* [What is expected] Find the line containing "Report each as". Reproduce it and every line after it up to the end of the records, exactly as written.

* [Point localization data]
▬▬▬▬▬▬

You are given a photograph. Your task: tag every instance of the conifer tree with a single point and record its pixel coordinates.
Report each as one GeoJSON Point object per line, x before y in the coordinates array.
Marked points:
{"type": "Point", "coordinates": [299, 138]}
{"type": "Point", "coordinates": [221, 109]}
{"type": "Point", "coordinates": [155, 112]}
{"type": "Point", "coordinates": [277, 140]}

▬▬▬▬▬▬

* [Result of the task]
Report each as one GeoJSON Point object per line, x before y in the coordinates array.
Marked points:
{"type": "Point", "coordinates": [299, 138]}
{"type": "Point", "coordinates": [221, 109]}
{"type": "Point", "coordinates": [155, 112]}
{"type": "Point", "coordinates": [277, 140]}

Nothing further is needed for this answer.